(Listed entries begins)

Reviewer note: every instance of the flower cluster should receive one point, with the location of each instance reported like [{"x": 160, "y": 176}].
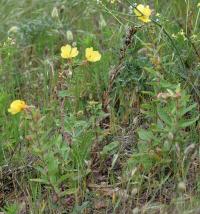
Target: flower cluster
[
  {"x": 17, "y": 106},
  {"x": 69, "y": 52}
]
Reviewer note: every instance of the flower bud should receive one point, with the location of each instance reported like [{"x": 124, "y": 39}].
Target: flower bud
[
  {"x": 70, "y": 36},
  {"x": 54, "y": 13}
]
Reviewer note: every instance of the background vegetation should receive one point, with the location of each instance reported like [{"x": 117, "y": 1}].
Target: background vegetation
[{"x": 117, "y": 136}]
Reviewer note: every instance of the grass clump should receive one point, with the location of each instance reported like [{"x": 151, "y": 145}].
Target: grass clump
[{"x": 104, "y": 103}]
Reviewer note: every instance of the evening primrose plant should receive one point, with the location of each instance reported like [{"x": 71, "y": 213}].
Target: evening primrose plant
[{"x": 99, "y": 106}]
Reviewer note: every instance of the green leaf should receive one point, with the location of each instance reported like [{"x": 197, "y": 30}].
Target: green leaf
[
  {"x": 145, "y": 135},
  {"x": 164, "y": 117},
  {"x": 184, "y": 111},
  {"x": 186, "y": 123},
  {"x": 63, "y": 93}
]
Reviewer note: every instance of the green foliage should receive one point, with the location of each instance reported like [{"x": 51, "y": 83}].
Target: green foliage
[{"x": 87, "y": 144}]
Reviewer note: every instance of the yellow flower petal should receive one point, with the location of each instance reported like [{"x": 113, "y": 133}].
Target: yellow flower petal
[
  {"x": 143, "y": 13},
  {"x": 91, "y": 55},
  {"x": 16, "y": 106},
  {"x": 74, "y": 52}
]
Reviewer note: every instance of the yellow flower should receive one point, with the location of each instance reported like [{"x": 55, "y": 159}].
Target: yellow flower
[
  {"x": 91, "y": 55},
  {"x": 16, "y": 106},
  {"x": 143, "y": 13},
  {"x": 68, "y": 52}
]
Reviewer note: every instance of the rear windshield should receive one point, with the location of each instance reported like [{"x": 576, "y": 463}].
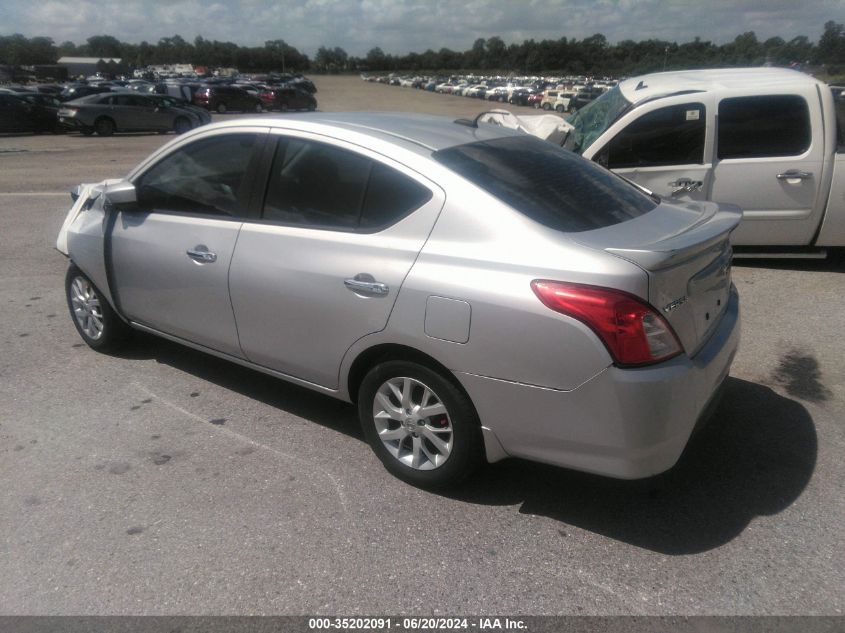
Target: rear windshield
[{"x": 548, "y": 184}]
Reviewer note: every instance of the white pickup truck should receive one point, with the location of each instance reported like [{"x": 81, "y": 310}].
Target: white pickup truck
[
  {"x": 769, "y": 140},
  {"x": 765, "y": 139}
]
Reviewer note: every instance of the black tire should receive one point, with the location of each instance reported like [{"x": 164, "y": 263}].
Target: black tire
[
  {"x": 113, "y": 333},
  {"x": 466, "y": 452},
  {"x": 104, "y": 126},
  {"x": 181, "y": 125}
]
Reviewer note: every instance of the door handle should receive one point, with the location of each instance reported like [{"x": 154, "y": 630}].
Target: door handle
[
  {"x": 365, "y": 284},
  {"x": 685, "y": 185},
  {"x": 201, "y": 254},
  {"x": 795, "y": 174}
]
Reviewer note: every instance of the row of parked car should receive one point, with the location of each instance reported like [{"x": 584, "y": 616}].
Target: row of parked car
[
  {"x": 562, "y": 94},
  {"x": 133, "y": 106}
]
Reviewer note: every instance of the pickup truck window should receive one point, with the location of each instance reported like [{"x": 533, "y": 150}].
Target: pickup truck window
[
  {"x": 770, "y": 125},
  {"x": 673, "y": 135},
  {"x": 593, "y": 119}
]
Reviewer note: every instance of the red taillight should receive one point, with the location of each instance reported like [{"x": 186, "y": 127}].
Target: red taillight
[{"x": 633, "y": 332}]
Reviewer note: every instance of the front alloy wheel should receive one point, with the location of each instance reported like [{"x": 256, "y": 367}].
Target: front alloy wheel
[
  {"x": 95, "y": 320},
  {"x": 85, "y": 303}
]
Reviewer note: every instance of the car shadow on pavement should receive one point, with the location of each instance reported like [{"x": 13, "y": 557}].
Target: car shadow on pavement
[
  {"x": 754, "y": 457},
  {"x": 299, "y": 401}
]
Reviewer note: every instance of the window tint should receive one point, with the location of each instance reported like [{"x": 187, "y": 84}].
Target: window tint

(Listed entries ends)

### [What needs to be done]
The answer is a single number, the count of lines in the records that contain the string "tint".

### [Reply]
2